There is a lot to still figure out about the nature of learning. When exploring the edge of any field of knowledge it is useful to look for the contradictions. These generate the most heated debates – so there’s lots of noise – but they also perhaps herald the transition to a new, more complete theory.
If I were to ask you to name the capital of Texas, you might struggle. Perhaps you would suggest that it is Dallas or Houston. If I then informed you that it’s Austin then the research suggests that you are likely to remember this better than if I had simply told you that the capital of Texas is Austin. This is the ‘generation effect’ and you could also characterise it as a ‘productive failure’ effect: You failed but your failure was productive in helping you recall the correct answer at a later time.
Yet the worked example effect seems to show something opposite to this. When novice algebra students are given a worked example to study they learn more than if they try to solve the problem themselves.

**Aim of the task**
Carry on the piece about the generation effect and the worked example effect, starting right after its last sentence.

**Dataset entries**
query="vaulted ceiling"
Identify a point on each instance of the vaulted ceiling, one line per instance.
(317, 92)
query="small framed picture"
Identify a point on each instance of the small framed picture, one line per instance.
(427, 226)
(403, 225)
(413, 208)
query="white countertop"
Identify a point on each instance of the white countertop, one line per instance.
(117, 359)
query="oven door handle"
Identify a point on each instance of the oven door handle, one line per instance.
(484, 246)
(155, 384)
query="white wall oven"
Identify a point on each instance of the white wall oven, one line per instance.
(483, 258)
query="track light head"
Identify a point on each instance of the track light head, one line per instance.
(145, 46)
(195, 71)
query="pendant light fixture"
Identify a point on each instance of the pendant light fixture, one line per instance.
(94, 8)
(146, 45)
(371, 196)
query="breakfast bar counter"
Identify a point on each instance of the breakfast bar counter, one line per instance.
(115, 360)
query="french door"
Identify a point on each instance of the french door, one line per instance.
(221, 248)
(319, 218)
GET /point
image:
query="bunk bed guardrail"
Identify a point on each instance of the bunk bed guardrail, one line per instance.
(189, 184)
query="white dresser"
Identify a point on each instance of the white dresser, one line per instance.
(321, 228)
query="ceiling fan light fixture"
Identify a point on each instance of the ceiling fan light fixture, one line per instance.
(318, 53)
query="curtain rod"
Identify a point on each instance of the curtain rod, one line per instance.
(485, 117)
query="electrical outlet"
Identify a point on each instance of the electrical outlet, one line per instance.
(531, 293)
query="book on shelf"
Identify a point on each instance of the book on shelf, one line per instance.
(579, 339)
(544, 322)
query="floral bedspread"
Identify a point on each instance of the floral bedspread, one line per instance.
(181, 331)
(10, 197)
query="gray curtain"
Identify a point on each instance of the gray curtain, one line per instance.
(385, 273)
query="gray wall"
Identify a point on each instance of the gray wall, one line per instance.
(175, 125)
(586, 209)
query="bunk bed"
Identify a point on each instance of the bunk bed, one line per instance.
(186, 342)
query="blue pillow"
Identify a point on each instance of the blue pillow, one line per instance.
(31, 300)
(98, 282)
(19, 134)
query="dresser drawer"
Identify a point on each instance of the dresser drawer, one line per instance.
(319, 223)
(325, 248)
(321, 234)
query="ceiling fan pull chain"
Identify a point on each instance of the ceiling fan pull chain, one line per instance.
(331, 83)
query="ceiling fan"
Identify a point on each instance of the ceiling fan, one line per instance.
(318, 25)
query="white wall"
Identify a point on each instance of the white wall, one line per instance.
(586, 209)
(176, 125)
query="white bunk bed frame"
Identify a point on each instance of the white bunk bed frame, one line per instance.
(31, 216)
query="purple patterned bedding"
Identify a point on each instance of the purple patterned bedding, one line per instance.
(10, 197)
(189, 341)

**Reply to the task**
One way of resolving the contradiction might be to do with feedback. In the Texas example, the answer is given after the failed attempt. Productive failure research attempts to do the same for mathematical problems – after a period of problem solving, students are given direct instruction in the standard solution method. There is some evidence to support this approach but it is far from overwhelming and there have been questions about the experimental designs that have been used.
A competing way of resolving the contradiction between learner-generation and explicit guidance has been put forward by John Sweller and others. He defines something known as ‘element interactivity’. This is essentially a measure of how dependent different elements of a problem are upon other elements of the problem. In the case of the capital of Texas, there is pretty much no element interactivity at all. It is a single, bald fact to recall. The same is true for what might, on the surface, seem quite complicated items such as the name of a chemical element. However, in an algebra problem, ‘a’ relates in a specific way to ‘y’ which relates in a specific way to ‘x’. Manipulate one and this has consequences for the others and so you need to be able to handle both the elements and the relationships between them. Furthermore, it is suggested that as you become more expert, this element interactivity decreases because you simply ‘know’ many of these relationships – the solution patterns are stored in your long term memory.
Cognitive load theory would predict that too much element interactivity would lead to reduced learning and a reversal of the generation effect.
The idea of element interactivity has been quite roundly criticised, notable by Jeffrey Karpicke. And this fair enough. Even Sweller will acknowledge that it is hard to define or quantify element interactivity in many situations.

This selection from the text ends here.